DATA PROVIDED.
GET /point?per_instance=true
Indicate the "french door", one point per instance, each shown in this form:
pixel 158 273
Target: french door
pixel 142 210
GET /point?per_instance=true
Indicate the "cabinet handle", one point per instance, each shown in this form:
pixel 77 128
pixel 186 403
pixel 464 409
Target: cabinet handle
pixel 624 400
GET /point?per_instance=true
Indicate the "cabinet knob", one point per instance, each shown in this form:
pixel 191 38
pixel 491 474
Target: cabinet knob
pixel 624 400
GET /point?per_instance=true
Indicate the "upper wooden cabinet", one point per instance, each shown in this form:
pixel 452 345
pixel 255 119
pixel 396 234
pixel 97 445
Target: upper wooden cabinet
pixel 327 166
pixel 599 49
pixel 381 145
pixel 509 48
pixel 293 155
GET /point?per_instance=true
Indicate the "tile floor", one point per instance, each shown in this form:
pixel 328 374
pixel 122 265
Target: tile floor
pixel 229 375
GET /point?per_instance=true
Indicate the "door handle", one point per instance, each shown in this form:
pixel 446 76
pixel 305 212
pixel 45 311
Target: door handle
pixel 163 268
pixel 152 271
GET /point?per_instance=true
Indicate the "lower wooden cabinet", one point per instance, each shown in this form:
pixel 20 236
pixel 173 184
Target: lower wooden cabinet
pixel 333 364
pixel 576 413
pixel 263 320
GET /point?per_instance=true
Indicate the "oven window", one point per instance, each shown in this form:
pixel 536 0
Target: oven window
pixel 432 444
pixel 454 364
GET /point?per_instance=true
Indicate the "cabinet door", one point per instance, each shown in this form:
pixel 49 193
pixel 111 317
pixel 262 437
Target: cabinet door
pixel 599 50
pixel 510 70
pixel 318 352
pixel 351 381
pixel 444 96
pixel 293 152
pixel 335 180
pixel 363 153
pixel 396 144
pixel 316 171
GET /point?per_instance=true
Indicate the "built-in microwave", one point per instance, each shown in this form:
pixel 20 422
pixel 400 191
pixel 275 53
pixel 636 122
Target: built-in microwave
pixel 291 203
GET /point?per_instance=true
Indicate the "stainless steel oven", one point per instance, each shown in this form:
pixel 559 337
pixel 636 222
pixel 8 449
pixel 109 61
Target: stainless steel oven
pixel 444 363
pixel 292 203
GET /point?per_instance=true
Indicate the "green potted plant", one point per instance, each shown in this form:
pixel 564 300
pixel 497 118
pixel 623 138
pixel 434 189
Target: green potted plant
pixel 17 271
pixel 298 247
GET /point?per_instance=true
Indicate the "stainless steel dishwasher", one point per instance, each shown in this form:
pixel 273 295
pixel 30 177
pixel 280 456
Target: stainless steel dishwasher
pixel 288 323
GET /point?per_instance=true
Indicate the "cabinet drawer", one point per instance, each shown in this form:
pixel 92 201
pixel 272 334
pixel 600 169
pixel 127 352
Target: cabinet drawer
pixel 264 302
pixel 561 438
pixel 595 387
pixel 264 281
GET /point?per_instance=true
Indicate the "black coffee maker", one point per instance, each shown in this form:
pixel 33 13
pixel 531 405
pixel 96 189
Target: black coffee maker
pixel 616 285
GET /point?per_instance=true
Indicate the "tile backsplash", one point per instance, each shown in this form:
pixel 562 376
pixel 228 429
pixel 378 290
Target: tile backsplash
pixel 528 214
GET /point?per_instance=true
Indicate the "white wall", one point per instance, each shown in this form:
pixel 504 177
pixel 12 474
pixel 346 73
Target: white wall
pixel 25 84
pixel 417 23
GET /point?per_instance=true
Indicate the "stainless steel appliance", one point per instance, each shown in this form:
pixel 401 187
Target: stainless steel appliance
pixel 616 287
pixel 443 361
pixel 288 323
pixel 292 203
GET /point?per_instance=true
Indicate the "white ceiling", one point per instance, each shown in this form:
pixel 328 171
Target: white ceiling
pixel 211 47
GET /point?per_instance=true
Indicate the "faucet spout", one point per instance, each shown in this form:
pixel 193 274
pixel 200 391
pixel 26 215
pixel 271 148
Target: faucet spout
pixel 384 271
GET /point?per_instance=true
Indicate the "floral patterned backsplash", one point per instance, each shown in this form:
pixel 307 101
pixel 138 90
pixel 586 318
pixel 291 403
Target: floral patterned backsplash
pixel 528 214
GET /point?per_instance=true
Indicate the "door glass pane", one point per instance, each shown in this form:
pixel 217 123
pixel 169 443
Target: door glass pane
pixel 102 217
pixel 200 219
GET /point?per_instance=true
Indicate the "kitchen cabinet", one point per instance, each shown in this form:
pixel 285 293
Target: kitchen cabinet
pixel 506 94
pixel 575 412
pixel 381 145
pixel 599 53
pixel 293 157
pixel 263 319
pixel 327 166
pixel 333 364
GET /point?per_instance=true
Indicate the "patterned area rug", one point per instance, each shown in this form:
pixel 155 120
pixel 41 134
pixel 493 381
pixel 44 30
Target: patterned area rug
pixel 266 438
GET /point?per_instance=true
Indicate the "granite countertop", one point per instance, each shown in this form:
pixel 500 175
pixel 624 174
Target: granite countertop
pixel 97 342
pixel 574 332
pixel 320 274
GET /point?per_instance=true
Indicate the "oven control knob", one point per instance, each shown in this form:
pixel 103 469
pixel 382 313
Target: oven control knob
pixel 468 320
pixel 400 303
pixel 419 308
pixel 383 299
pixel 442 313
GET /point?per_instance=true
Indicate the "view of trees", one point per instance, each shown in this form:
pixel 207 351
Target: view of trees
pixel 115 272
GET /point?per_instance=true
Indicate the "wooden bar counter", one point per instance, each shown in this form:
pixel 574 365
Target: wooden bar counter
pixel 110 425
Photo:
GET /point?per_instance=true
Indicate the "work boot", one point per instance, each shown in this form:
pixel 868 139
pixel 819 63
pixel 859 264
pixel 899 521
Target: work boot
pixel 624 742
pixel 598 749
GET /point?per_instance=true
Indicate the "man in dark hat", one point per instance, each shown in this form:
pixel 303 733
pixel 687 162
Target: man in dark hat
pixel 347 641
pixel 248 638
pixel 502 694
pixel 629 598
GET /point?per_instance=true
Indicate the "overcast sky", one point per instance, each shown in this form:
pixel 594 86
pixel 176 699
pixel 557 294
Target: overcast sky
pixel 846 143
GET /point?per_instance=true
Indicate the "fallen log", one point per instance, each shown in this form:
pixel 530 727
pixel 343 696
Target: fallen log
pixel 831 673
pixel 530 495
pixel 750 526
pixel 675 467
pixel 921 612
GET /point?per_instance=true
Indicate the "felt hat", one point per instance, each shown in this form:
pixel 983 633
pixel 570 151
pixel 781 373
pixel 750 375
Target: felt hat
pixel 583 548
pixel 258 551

WHAT IS REQUIRED. Can you rewrite all of the material above, replacing each "Indicate" with "Mark" and leaving everything else unchanged?

ANSWER TO THE EXERCISE.
GET /point?per_instance=true
Mark the "french door", one point per instance, each shown in this form:
pixel 158 273
Target: french door
pixel 142 210
GET /point?per_instance=true
Mark the "cabinet handle", one point per instance, each shown in this form:
pixel 77 128
pixel 186 403
pixel 464 409
Target: cabinet handle
pixel 624 400
GET /point?per_instance=true
Mark the "cabinet knob", one point per instance, each shown in this form:
pixel 191 38
pixel 491 474
Target: cabinet knob
pixel 624 400
GET /point?per_instance=true
Mark the "upper wooden cabinet", one point per instance, each shown in this form:
pixel 452 345
pixel 255 119
pixel 396 234
pixel 97 445
Target: upper wooden cabinet
pixel 327 166
pixel 599 49
pixel 381 145
pixel 509 48
pixel 293 155
GET /point?per_instance=true
Mark the "tile floor", one point per instance, each shown in this form:
pixel 328 374
pixel 122 265
Target: tile floor
pixel 229 375
GET /point?per_instance=true
Mark the "door handle", one point per instance, each shown in this form:
pixel 446 76
pixel 305 212
pixel 45 311
Target: door handle
pixel 163 268
pixel 152 271
GET /point?per_instance=true
Mark the "lower wooden cabinet", one point per instance, each shown in this form:
pixel 20 236
pixel 173 184
Target: lower wooden cabinet
pixel 333 364
pixel 576 413
pixel 263 320
GET /point?per_instance=true
Mark the "oven window", one point per instance, each shown in this form:
pixel 536 0
Target: oven window
pixel 432 444
pixel 454 364
GET /point?per_instance=true
Mark the "cabinet door", one point per instance, each shown in this form:
pixel 49 193
pixel 111 317
pixel 262 437
Target: cabinet door
pixel 599 50
pixel 510 70
pixel 318 352
pixel 351 381
pixel 444 96
pixel 293 152
pixel 335 180
pixel 363 153
pixel 396 144
pixel 316 171
GET /point?per_instance=true
Mark the "built-in microwave", one point per instance, each shown in this form:
pixel 20 422
pixel 400 191
pixel 275 53
pixel 636 122
Target: built-in microwave
pixel 291 203
GET /point?per_instance=true
Mark the "stainless steel oven", one point per instance, each shown in this form:
pixel 559 337
pixel 636 222
pixel 8 449
pixel 109 61
Target: stainless steel oven
pixel 444 363
pixel 292 203
GET /point?per_instance=true
Mark the "green potted plant", one point per instance, each shown in this form:
pixel 564 300
pixel 497 118
pixel 623 138
pixel 434 189
Target: green potted plant
pixel 17 271
pixel 298 247
GET /point?per_instance=true
Mark the "stainless steel dishwasher", one point per instance, each shown in this form:
pixel 273 295
pixel 30 177
pixel 280 456
Target: stainless steel dishwasher
pixel 288 323
GET /point?per_instance=true
Mark the "cabinet drawer", one point per instance, each shown in this form:
pixel 92 201
pixel 272 334
pixel 600 169
pixel 127 352
Target: cabinet drawer
pixel 264 302
pixel 561 438
pixel 595 387
pixel 264 281
GET /point?per_instance=true
Mark the "black coffee maker", one point per instance, each shown in this form:
pixel 33 13
pixel 531 405
pixel 96 189
Target: black coffee maker
pixel 616 285
GET /point?per_instance=true
Mark the "tile backsplash", one point per instance, each shown in this form:
pixel 562 376
pixel 228 429
pixel 378 290
Target: tile backsplash
pixel 528 214
GET /point?per_instance=true
Mark the "white wall", one point per instance, each shown in this form:
pixel 504 177
pixel 12 474
pixel 346 73
Target: white wall
pixel 25 84
pixel 417 23
GET /point?per_instance=true
Mark the "stainless steel appliance", one point per instance, each shown in this form:
pixel 401 187
Target: stainless steel appliance
pixel 616 287
pixel 443 361
pixel 288 323
pixel 292 203
GET /point?per_instance=true
Mark the "white ceiling", one point per instance, each shown in this form:
pixel 328 171
Target: white ceiling
pixel 211 47
GET /point?per_instance=true
Mark the "faucet spout", one point per instance, each shown in this form:
pixel 193 274
pixel 200 391
pixel 26 215
pixel 271 148
Target: faucet spout
pixel 384 271
GET /point?per_instance=true
Mark the "floral patterned backsplash", one point per instance, each shown in this form:
pixel 307 101
pixel 138 90
pixel 586 318
pixel 291 403
Target: floral patterned backsplash
pixel 528 214
GET /point?per_instance=true
Mark the "door glass pane", one point per instance, each shown in this form:
pixel 217 123
pixel 169 443
Target: door glass pane
pixel 102 217
pixel 200 219
GET /point?per_instance=true
Mark the "kitchen cabinet", one point per instance, each shown in this form:
pixel 285 293
Target: kitchen cabinet
pixel 506 94
pixel 575 412
pixel 381 145
pixel 599 53
pixel 293 157
pixel 263 319
pixel 327 166
pixel 333 364
GET /point?per_instance=true
Mark the "patterned area rug", one point per instance, each shown in this form:
pixel 155 120
pixel 41 134
pixel 493 381
pixel 44 30
Target: patterned area rug
pixel 266 438
GET /point?per_instance=true
Mark the "granite countertop", one point per instance, each shown in this form:
pixel 500 175
pixel 624 174
Target: granite countertop
pixel 97 342
pixel 574 332
pixel 320 274
GET /point?per_instance=true
Mark the "oven control knob", one point per instance, each shown in this form:
pixel 103 469
pixel 382 313
Target: oven control knob
pixel 468 320
pixel 400 303
pixel 419 308
pixel 383 299
pixel 442 313
GET /point?per_instance=true
Mark the "view of trees", one point per instance, each shown in this form:
pixel 207 351
Target: view of trees
pixel 115 272
GET /point?per_instance=true
Mark the "wooden bar counter", one point per instance, each shown in this form:
pixel 574 365
Target: wooden bar counter
pixel 110 425
Photo:
GET /point?per_instance=true
Mark the "work boot", one point per instance, each shown in this form:
pixel 868 139
pixel 819 63
pixel 859 264
pixel 899 521
Target: work boot
pixel 624 742
pixel 598 749
GET /point?per_instance=true
Mark the "man in dark hat", one point per instance, each shown in this form:
pixel 303 733
pixel 687 162
Target: man in dark hat
pixel 347 641
pixel 248 638
pixel 502 694
pixel 629 598
GET /point?per_instance=true
Mark the "overcast sky", one point per instance, each shown in this form:
pixel 594 86
pixel 176 699
pixel 557 294
Target: overcast sky
pixel 846 143
GET /point?per_instance=true
Mark the "fallen log", one point per instance, each shown in this form:
pixel 530 727
pixel 343 696
Target: fallen log
pixel 831 673
pixel 530 495
pixel 750 526
pixel 675 467
pixel 921 612
GET /point?per_instance=true
Mark the "felt hat", one point per instance, each shown in this form:
pixel 983 633
pixel 570 151
pixel 781 373
pixel 750 375
Target: felt hat
pixel 583 548
pixel 258 551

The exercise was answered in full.